* _EXTRAIT DU DOCUMENT_:

Marx, Staline et Katniss Everdeen

Les effets de l’absence de projets révolutionnaires sur la consommation culturelle de la jeunesse

Un effet bien connu de la crise du mode de production actuelle est qu’elle entraîne une perte légitime qui découle sur sa contestation par une frange des exploités. Face à cette révolte, le Capital dispose de nombreux moyens de défense. Des syndicats aux forces armées, du bulletin de vote aux gaz lacrymogènes, des divisions racistes aux armes nucléaires, la domination capitaliste dispose d’un arsenal incroyable, duquel le prolétariat n’a jamais su triompher définitivement. Chaque fois que le prolétariat est défait, s’il a réussi à porter un coup assez sévère a la bourgeoisie, ses succès sont transmutés et ajoutés à l’arsenal de la domination bourgeoise. La commune de Paris accoucha des urnes, de la révolution d’octobre jaillit le stalinisme, l’anarchisme est devenu l’antifascisme démocratique.

* _LE PROBLÈME_: Réécrivez le passage de l’extrait qui commence à "Un effet bien" et se termine à "devenu l’antifascisme démocratique.", en changeant "révolte" en "insurrection".

* _DONNÉES EXTRAITES_:
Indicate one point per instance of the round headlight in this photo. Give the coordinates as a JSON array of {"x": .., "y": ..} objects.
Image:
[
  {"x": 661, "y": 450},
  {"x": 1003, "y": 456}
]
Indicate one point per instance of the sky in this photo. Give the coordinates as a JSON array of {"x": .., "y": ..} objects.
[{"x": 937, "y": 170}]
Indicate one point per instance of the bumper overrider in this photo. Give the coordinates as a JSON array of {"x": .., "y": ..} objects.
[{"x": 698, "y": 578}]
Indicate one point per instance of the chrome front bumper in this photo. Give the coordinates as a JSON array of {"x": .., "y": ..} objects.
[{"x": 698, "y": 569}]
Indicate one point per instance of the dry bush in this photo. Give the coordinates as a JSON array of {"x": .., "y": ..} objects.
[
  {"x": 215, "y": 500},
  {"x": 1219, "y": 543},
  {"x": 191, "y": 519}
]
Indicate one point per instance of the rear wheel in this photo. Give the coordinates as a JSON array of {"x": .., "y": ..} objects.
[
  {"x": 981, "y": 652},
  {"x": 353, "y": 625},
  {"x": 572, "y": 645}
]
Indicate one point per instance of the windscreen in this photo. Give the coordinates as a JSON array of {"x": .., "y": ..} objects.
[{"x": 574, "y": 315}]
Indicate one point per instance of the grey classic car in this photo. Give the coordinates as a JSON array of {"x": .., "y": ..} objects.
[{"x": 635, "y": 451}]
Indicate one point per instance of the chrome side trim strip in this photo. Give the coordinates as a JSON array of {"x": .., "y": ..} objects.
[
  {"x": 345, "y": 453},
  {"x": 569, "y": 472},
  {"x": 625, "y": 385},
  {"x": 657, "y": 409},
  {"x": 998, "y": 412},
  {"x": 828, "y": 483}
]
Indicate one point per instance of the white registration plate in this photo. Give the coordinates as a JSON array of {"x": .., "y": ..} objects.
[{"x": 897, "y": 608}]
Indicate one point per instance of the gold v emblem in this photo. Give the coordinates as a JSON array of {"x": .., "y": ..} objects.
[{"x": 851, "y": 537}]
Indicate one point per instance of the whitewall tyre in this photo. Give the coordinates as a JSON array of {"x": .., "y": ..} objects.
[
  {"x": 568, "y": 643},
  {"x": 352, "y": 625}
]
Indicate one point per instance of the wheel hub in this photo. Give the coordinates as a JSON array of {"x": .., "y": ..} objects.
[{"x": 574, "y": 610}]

* _RÉPONSE_:
Un effet bien connu de la crise du mode de production actuelle est qu’elle entraîne une perte légitime qui découle sur sa contestation par une frange des exploités. Face à cette insurrection, le Capital dispose de nombreux moyens de défense. Des syndicats aux forces armées, du bulletin de vote aux gaz lacrymogènes, des divisions racistes aux armes nucléaires, la domination capitaliste dispose d’un arsenal incroyable, duquel le prolétariat n’a jamais su triompher définitivement. Chaque fois que le prolétariat est défait, s’il a réussi à porter un coup assez sévère a la bourgeoisie, ses succès sont transmutés et ajoutés à l’arsenal de la domination bourgeoise. La commune de Paris accoucha des urnes, de la révolution d’octobre jaillit le stalinisme, l’anarchisme est devenu l’antifascisme démocratique.